What you have to do:
Return only the line containing "of the leafy" and each line after it, exactly as written, through the end of the records.

Region pointing data:
┄┄┄┄┄┄

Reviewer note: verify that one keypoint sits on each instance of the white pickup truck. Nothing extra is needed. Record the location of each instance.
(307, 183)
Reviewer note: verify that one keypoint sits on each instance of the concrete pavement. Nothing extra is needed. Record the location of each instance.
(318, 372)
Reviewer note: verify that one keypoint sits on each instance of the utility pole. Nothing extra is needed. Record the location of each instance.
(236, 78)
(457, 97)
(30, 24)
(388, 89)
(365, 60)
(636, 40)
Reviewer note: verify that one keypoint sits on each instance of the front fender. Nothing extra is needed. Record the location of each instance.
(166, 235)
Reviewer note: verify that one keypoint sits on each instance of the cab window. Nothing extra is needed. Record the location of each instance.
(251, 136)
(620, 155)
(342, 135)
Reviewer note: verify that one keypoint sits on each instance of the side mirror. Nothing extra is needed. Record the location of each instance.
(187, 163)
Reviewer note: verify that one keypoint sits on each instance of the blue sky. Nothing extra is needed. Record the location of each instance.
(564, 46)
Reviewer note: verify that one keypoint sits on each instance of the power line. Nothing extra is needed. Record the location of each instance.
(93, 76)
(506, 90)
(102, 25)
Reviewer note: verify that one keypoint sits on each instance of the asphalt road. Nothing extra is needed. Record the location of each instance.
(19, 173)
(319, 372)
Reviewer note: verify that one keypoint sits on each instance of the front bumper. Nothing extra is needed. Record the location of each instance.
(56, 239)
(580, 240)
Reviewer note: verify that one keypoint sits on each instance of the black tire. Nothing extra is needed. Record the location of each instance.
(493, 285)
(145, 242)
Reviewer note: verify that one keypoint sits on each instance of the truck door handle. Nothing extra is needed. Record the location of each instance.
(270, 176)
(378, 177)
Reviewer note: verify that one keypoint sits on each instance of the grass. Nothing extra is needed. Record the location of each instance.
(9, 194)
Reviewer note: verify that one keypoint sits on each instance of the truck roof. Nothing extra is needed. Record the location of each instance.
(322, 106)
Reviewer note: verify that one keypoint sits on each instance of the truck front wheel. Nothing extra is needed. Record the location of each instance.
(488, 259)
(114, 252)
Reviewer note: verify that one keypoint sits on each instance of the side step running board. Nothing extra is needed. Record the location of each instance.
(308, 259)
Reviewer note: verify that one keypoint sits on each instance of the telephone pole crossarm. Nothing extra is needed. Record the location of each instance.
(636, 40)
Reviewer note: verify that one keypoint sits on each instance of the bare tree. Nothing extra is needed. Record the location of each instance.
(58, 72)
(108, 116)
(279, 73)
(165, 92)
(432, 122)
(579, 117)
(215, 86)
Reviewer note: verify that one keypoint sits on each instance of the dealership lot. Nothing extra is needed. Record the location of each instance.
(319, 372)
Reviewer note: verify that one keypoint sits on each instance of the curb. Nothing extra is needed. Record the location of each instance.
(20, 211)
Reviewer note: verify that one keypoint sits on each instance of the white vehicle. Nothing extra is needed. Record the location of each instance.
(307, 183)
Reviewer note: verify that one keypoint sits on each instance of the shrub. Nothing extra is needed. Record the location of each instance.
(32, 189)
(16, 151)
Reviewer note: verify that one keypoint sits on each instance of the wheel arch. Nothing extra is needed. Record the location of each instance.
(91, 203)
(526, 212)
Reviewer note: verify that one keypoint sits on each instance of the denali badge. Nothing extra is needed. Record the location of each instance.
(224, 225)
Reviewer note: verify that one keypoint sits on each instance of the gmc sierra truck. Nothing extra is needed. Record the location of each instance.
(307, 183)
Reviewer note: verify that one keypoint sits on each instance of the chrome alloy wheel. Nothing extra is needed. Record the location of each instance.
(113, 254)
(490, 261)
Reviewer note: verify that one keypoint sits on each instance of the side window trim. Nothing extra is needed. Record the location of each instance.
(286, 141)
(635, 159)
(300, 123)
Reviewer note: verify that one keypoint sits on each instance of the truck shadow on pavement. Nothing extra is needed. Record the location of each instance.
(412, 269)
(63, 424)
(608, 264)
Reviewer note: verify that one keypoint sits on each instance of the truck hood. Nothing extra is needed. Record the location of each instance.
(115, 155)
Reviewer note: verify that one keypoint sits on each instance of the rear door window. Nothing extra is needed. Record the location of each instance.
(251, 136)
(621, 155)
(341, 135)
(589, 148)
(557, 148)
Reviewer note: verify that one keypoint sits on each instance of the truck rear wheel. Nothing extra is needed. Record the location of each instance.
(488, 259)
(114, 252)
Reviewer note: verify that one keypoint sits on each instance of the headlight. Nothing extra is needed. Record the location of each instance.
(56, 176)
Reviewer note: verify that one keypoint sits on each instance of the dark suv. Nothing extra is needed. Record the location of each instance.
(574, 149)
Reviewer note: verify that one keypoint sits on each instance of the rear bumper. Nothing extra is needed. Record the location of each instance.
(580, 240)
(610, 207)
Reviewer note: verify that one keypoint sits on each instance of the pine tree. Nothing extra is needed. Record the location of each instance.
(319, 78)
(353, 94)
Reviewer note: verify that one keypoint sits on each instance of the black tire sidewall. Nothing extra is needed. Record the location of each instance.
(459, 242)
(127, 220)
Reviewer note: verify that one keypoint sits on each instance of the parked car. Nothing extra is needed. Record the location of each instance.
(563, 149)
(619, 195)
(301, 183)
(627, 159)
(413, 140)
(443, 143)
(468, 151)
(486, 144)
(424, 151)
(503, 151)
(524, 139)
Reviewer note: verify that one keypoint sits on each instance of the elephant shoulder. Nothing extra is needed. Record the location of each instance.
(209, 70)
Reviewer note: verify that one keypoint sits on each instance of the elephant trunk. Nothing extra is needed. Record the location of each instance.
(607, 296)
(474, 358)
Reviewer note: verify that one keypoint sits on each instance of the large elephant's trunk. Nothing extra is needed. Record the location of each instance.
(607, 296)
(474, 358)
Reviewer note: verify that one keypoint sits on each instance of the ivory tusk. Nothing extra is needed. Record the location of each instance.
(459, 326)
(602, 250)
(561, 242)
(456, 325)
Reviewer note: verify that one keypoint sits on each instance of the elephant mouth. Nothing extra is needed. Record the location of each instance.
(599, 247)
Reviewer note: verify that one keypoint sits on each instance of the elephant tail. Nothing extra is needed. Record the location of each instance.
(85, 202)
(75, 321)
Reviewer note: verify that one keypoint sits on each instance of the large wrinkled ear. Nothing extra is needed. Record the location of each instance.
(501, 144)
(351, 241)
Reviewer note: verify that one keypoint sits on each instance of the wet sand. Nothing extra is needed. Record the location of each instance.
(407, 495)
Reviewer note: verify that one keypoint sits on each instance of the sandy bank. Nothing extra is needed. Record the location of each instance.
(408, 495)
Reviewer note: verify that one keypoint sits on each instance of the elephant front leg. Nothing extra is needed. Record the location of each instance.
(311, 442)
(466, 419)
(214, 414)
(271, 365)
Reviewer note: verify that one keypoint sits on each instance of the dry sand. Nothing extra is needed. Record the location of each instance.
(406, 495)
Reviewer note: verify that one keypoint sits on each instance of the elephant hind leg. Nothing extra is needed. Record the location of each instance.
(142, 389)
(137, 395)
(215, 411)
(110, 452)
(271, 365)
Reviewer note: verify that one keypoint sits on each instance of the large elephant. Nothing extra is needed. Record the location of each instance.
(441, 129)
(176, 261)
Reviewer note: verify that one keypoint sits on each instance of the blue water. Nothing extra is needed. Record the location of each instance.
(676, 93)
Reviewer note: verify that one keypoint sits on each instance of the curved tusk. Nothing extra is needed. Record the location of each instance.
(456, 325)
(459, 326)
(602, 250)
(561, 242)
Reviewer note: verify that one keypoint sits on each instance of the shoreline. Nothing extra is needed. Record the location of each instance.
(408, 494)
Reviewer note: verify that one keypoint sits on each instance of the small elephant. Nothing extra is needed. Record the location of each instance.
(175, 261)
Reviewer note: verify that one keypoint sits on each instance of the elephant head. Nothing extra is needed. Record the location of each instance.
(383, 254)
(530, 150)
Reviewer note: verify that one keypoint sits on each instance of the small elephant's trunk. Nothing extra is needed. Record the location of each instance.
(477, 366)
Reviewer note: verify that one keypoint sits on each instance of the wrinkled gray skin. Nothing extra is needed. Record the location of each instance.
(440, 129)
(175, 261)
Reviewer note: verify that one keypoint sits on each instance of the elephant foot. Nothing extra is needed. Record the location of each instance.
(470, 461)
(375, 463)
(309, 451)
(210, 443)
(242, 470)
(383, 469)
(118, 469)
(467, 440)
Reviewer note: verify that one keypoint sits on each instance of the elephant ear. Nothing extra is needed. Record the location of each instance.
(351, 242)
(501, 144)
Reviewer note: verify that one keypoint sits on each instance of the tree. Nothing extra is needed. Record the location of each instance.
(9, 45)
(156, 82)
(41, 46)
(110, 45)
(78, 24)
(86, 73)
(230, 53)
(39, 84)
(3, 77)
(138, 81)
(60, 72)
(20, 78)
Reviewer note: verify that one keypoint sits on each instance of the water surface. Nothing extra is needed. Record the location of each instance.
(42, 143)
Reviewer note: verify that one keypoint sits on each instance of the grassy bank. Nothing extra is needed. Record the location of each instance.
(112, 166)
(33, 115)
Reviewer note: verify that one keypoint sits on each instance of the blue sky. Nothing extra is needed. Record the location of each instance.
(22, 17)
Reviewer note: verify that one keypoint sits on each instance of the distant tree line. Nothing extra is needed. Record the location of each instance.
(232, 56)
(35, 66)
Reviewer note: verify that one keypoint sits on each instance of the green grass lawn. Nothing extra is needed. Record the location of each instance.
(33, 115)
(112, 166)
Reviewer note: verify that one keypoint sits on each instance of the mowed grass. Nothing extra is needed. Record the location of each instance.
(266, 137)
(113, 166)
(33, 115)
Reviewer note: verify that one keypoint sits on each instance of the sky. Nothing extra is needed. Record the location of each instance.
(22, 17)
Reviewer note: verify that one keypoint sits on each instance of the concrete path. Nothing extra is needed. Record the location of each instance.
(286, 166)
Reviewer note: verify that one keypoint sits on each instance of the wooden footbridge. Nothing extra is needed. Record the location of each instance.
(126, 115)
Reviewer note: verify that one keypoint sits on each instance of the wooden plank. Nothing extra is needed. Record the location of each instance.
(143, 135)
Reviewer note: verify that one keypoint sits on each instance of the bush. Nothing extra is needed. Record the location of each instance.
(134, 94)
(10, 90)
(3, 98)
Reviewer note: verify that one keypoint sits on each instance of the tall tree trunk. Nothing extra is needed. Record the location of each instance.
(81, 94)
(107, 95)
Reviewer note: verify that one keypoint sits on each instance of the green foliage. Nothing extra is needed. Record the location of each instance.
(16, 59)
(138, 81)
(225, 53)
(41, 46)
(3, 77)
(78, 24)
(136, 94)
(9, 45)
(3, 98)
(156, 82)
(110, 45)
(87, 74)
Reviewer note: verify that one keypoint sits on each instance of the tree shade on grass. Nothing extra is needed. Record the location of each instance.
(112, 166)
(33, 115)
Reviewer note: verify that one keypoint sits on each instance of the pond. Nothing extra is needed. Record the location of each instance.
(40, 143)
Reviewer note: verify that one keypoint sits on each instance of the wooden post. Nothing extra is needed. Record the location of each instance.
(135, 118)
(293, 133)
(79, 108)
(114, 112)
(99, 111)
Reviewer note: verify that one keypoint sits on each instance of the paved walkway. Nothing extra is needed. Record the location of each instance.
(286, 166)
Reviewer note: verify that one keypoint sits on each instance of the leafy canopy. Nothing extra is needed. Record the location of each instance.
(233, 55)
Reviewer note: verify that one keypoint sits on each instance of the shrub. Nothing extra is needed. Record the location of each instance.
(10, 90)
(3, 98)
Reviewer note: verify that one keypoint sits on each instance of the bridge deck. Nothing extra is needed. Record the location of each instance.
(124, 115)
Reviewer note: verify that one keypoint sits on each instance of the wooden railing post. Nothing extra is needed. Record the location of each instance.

┄┄┄┄┄┄

Response:
Reviewer note: verify that one keypoint sits on each instance of the leafy canopy. Nothing extra is needed. Record the location of each instance.
(233, 55)
Reviewer note: verify that one keypoint sits on each instance of the shrub. Nothing extra is needed. Record the location of each instance.
(10, 90)
(3, 98)
Reviewer note: verify that one keypoint sits on each instance of the bridge deck. Nothing extra is needed. Record the location of each instance.
(124, 115)
Reviewer note: verify that one keypoint sits on each instance of the wooden railing post. Nothing extra is needed. Record the location of each instance.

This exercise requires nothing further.